-- Exercise prompt --
The listing below must be returned in full and unchanged, without the images it carries.

-- Data to process --
[Start of section]

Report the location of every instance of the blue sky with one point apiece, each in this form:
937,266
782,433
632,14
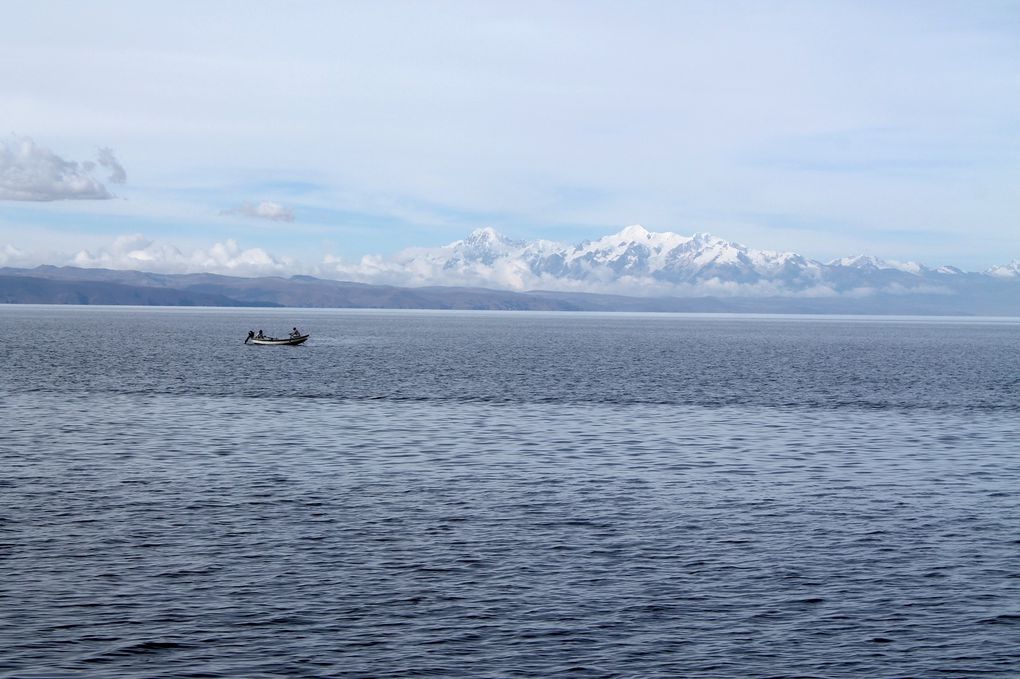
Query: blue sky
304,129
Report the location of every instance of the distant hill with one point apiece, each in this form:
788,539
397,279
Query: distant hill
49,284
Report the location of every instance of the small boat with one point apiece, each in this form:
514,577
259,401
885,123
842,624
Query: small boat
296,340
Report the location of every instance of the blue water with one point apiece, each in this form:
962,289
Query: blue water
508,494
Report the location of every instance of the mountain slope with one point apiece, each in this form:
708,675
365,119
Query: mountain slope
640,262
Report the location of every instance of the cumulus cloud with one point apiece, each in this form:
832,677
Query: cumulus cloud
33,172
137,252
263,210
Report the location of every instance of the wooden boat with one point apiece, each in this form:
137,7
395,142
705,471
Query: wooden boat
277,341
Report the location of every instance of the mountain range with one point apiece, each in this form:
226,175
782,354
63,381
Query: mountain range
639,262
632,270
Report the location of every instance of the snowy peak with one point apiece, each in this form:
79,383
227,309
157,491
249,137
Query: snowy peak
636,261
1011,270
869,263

[End of section]

-- Output for this exercise --
Report the location of every instance of the blue sky with one point apiece, each in this form:
937,266
782,433
632,14
Query: blue sky
304,129
Report the location of every instance of the distant hill with one point apiece, each in this form:
788,539
397,279
Query: distant hill
49,284
Report the location of every instance of the small boat with one point apiece, each in this form:
514,577
259,401
885,123
842,624
Query: small boat
296,340
Report the location of every instance of the blue water with one point apiece, each in this form:
962,289
Query: blue water
508,494
Report the location of every instance of the mountain slope with one point apiece, each in this form:
708,675
365,119
Query: mountain slope
640,262
Report the location of every instance of the cumulus cloud with one point apiece, each in this form:
832,677
Query: cumulus cloud
33,172
137,252
263,210
Report the location of every instance of the wooden boat with one point apiece, each in this form:
137,7
395,142
705,471
Query: wooden boat
277,341
Report the location of every instance of the mountain range with one point apiece, each in this form:
226,175
782,354
63,381
Query: mountain range
639,262
632,270
Report the location of every instance of the snowy peak with one point apiece, each in this form:
79,383
227,309
157,491
249,137
Query: snowy peak
636,261
1011,270
869,263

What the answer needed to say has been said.